## Start Source text
Neighborhood Parameters Definition
This section describes these different rules and parameters. Two types of neighborhoods are offered:
- a Unique neighborhood: When dealing with small datasets, it is possible to use the entire set of data during the interpolation process. This case is referred to as a Unique neighborhood.
-
The main advantage of the Unique neighborhood is that during calculation the kriging matrix inversion is performed once only for all. It remains the same for all the target points while the right-hand-side member of the kriging equations is changing with each target. This means less CPU time for solving kriging equations than with a Moving neighborhood.
In addition, a Unique neighborhood avoids some neighborhood artefacts.
Note: Strictly speaking, the Unique neighborhood, is not compatible with the presence of faults. However the system automatically switches to the pseudo-unique case where for each target, all the points are taken into account, as long as they are visible from the target through the fault system. The algorithm for handling faults is described later in this section.
-
a Moving neighborhood: Given the location of a target point, a Moving neighborhood consists in selecting the best information which could be used in the interpolation or simulation process. The main idea is to get information as regularly spaced as possible around the target, eventually taking anisotropies into account. The selection of the samples is a sequential algorithm applying several criteria which are described below.
Check Moving neighborhood to access the associated parameters. Otherwise a Unique neighborhood will be used for the interpolation.
In the case where the neighborhood is created from the neighborhood explorer (and not from an interpolation task), we have two additional fields to associate data and initialize automatic parameters:
- Optional geostatistical set: Selecting an existing Geostatistical set will automatically select the associated data in the Input data table field. The Geostatistical set is used to parameter the search ellipsoid orientation, taking the same as the one defined for the variogram model, and for the radius size, taking the average range (if the model has several structures) along each direction of anisotropies.
-
Input data table: The selection of an input data table is mandatory to activate:
- the Spread samples over categories option.
- the Capping option
These two options require to define a variable.
## End Source text
## Start Information given
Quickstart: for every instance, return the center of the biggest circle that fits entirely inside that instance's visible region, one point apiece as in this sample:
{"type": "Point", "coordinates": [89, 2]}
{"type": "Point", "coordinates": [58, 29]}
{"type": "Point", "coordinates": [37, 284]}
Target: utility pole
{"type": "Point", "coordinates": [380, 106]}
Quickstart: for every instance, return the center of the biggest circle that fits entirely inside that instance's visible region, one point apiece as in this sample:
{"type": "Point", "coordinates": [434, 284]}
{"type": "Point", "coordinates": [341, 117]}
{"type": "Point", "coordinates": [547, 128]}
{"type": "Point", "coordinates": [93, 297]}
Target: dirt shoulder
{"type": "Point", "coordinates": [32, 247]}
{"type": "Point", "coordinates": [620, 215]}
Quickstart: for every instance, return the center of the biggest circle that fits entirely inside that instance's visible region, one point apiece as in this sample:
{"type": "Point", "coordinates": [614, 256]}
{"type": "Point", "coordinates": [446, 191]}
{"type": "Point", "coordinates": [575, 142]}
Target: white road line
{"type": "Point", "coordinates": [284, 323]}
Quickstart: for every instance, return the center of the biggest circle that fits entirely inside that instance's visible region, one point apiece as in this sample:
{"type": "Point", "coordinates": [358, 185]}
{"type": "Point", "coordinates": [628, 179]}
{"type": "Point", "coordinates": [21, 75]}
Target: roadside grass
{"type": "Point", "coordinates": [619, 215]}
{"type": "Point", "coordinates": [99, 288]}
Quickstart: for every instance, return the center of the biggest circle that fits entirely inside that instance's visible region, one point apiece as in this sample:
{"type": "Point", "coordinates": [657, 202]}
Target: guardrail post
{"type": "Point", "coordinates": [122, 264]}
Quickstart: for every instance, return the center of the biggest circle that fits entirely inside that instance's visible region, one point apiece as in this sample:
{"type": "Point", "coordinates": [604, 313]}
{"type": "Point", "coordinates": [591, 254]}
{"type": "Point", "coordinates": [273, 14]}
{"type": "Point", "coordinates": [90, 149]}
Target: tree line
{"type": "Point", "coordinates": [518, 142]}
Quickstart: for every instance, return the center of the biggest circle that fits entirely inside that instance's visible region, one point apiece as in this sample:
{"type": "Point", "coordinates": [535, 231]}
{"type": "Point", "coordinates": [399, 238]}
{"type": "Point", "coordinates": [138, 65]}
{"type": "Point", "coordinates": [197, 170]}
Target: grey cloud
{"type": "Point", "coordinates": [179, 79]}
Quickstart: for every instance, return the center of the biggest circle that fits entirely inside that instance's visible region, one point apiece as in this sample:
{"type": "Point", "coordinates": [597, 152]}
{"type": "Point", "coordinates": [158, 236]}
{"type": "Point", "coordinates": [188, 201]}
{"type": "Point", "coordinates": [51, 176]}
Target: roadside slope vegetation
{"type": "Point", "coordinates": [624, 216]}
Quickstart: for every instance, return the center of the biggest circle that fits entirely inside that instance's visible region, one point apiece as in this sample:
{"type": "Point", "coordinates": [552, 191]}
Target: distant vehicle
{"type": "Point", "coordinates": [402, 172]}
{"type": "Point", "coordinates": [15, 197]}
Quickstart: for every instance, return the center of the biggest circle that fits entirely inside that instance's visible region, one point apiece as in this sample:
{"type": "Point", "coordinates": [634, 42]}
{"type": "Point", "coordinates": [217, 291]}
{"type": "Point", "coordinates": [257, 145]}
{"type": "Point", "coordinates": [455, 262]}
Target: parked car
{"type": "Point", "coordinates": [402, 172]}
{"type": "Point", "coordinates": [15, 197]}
## End Information given
Written exercise: Print the passage of the neighborhood parameters text between "In addition, a" and "in this section.", inclusive.

Completed task:
In addition, a Unique neighborhood avoids some neighborhood artefacts.
Note: Strictly speaking, the Unique neighborhood, is not compatible with the presence of faults. However the system automatically switches to the pseudo-unique case where for each target, all the points are taken into account, as long as they are visible from the target through the fault system. The algorithm for handling faults is described later in this section.